• [Requirement] Pull out every line in the data that has the string "carrying" in it.

Extracted data entries
_____

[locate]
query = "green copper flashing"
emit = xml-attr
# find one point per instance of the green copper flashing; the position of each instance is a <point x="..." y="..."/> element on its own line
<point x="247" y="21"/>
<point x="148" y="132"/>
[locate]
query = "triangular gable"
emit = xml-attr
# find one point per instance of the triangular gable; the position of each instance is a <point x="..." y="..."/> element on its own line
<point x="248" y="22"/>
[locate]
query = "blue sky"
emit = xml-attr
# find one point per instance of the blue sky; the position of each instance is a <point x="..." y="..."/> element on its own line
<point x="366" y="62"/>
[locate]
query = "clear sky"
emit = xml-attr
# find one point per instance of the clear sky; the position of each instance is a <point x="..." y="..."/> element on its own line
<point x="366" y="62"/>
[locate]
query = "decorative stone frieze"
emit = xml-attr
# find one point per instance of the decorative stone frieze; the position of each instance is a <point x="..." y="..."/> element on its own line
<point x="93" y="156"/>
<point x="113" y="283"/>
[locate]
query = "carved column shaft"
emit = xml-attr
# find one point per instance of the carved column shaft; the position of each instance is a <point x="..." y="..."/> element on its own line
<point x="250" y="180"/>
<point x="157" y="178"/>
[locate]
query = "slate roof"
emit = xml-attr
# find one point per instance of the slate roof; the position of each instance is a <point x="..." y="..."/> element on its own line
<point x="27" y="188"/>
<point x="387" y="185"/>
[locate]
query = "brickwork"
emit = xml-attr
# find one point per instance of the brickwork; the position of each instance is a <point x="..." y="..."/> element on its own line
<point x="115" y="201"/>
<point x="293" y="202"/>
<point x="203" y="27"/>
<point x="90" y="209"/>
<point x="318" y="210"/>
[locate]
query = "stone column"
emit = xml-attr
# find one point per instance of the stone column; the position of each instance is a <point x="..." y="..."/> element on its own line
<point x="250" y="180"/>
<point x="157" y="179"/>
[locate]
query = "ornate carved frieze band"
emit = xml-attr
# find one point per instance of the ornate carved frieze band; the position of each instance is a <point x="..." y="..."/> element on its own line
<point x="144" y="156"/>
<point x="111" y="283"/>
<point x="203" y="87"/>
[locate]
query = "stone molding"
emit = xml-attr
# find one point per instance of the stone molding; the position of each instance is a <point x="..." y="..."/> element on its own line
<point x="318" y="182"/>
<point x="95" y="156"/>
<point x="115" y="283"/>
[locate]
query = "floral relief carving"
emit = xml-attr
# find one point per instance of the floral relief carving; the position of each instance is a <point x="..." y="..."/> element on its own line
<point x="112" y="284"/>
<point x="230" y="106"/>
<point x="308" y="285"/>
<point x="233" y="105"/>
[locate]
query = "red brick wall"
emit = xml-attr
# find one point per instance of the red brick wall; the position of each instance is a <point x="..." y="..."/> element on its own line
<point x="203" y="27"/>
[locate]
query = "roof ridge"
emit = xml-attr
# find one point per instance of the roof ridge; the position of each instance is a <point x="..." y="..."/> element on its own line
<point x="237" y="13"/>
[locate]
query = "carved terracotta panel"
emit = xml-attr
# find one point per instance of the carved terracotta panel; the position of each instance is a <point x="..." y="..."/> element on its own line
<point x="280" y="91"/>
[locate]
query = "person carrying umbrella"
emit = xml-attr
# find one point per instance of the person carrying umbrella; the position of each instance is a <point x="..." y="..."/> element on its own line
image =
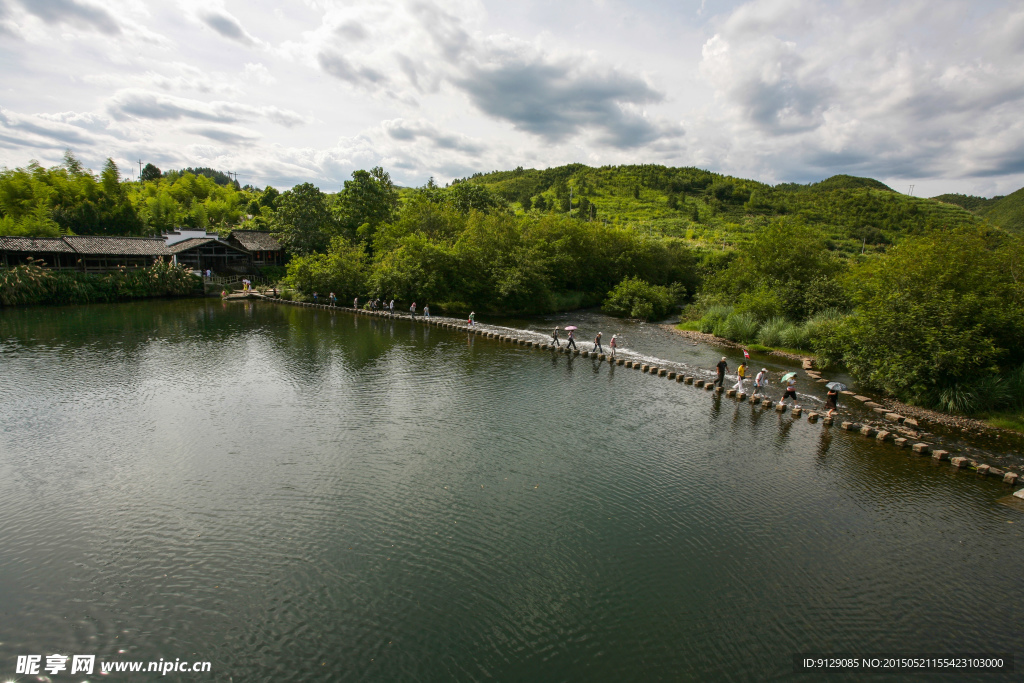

_____

• [Solution to the exercise]
query = "person carrying umbrella"
# find one point per instance of the person carrying umbrella; the position of each instance is a <point x="..." y="..."/> element on its own line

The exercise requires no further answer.